(Source passage)
↓

Source: Union Investment

On top of this, there is the ban on the import of essential goods such as pharmaceutical or electronic products. Furthermore, Trump plans to impose tariffs of ten per cent on imports from other countries as well. These could be even higher for certain nations that the US believes are manipulating their currency. The third principle is reciprocity. In other words, Trump wants to see tariffs aligned in both directions. European car imports are often cited in the US as an example of unfair and unequal treatment. US exports are subject to a 10 per cent tariff in Europe, while the US tariff on European imports is only 2.5 per cent. Trump wants to change that. All in all, this would be a significant tightening of the status quo.

Trump uses import tariffs as a threat
To make matters worse, Trump usually uses tariffs initially as a threat to build pressure and force his negotiating partners to give in. This was already evident in his first term in office. However, the step was only moderately successful. If the tariffs are introduced, however, they will have a huge impact on prices in the consumer electronics segment, for example, which has not yet been directly affected by higher tariffs. From the consumer's point of view, a tariff has the same effect as a higher sales tax and means a price increase that particularly impacts low- and middle-income households. It will also be critical for companies that either produce a lot in China or generate a large share of their sales there. The latter would have to expect retaliatory measures from China. There are also tangible differences in tax policy. Among other things, Ms Harris's plans include tax relief for lower and middle-income earners, coupled with higher taxes for top earners and companies. Share buybacks would also be taxed more heavily. Mr Trump is taking a different approach: he wants to cut corporate taxes and extend tax breaks for top earners and the wealthy. Both plans would have a negative impact on the US fiscal deficit, but Mr Trump's would be significantly more drastic.

↑

(What the task asks)
Write out the passage on US tariffs and tax policy word for word, between "Source: Union Investment" and "the status quo.", inclusive. The lines that come next are separate material with no connection to the text on US tariffs and tax policy.

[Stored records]
↓

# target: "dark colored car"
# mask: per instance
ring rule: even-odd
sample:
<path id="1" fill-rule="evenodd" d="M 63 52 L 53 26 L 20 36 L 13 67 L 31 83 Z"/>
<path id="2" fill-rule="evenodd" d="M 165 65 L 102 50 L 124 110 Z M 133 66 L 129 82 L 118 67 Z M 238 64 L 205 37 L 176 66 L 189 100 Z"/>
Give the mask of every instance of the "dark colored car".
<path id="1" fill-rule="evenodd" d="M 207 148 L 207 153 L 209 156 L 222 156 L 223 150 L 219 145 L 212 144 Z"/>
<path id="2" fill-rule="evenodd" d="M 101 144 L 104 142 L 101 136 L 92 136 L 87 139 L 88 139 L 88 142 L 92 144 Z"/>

↑

(Response)
Source: Union Investment

On top of this, there is the ban on the import of essential goods such as pharmaceutical or electronic products. Furthermore, Trump plans to impose tariffs of ten per cent on imports from other countries as well. These could be even higher for certain nations that the US believes are manipulating their currency. The third principle is reciprocity. In other words, Trump wants to see tariffs aligned in both directions. European car imports are often cited in the US as an example of unfair and unequal treatment. US exports are subject to a 10 per cent tariff in Europe, while the US tariff on European imports is only 2.5 per cent. Trump wants to change that. All in all, this would be a significant tightening of the status quo.